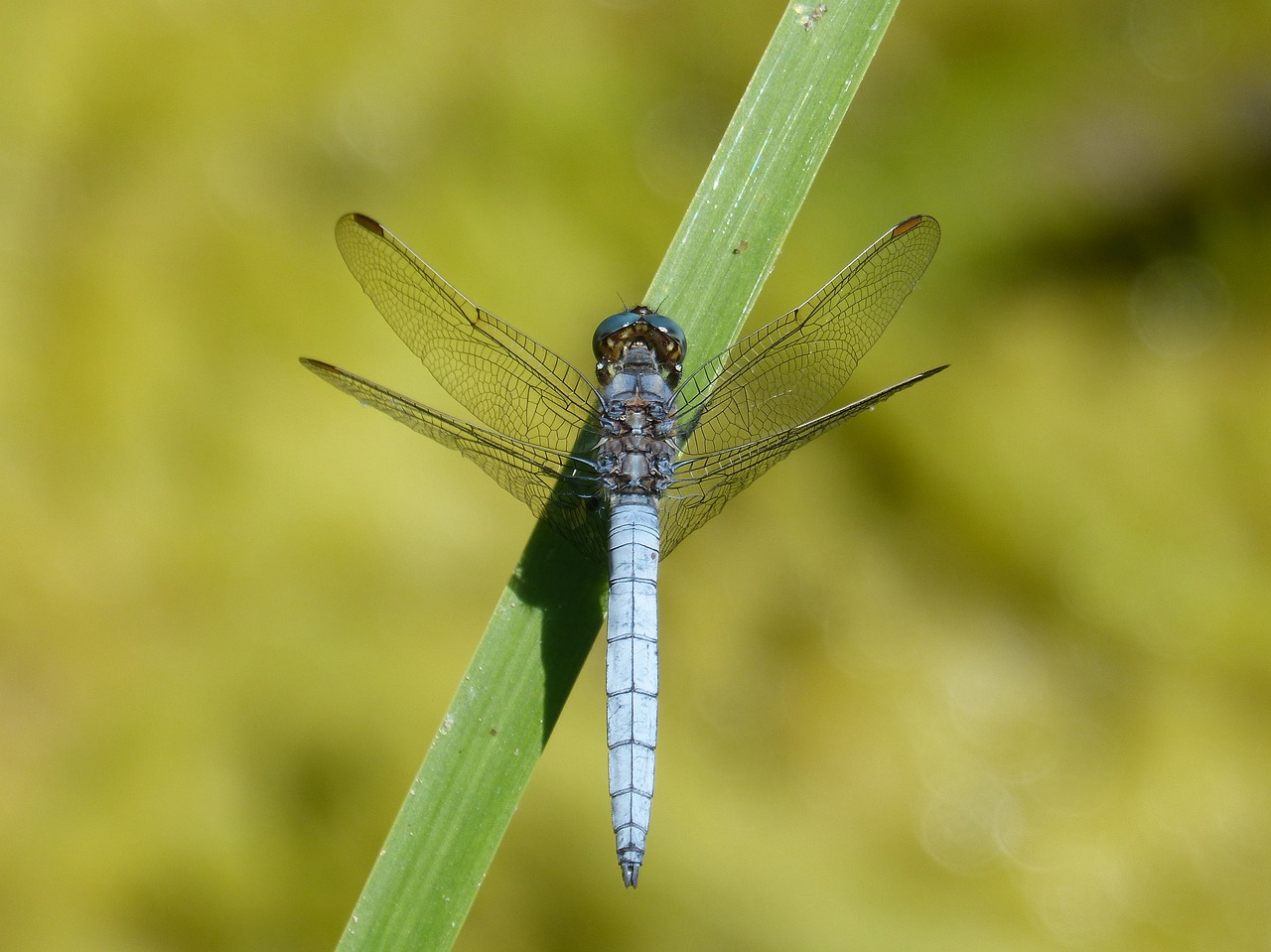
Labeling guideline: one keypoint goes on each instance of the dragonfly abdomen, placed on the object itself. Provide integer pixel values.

* * *

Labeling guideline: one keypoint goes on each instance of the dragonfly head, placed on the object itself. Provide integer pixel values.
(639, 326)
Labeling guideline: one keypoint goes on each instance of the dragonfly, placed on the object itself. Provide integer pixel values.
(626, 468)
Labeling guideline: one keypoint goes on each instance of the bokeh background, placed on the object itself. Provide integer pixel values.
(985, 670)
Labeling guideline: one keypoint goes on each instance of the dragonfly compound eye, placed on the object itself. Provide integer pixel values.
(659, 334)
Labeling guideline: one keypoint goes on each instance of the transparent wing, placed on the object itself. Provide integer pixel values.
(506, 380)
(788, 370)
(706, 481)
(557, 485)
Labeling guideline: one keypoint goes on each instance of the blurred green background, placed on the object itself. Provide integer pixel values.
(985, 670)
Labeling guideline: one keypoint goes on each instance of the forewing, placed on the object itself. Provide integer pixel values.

» Work instructions
Gather every line in the entries above that contains the string "background", matching its case exactly.

» Final result
Labeling guideline: one keypoint goes on each instance of the bokeh background, placed on the object itself. Provide integer pixel values.
Labeling guideline: one keypoint goes on each instance of the blurred green background, placed on the object itself. Provide integer pixel values.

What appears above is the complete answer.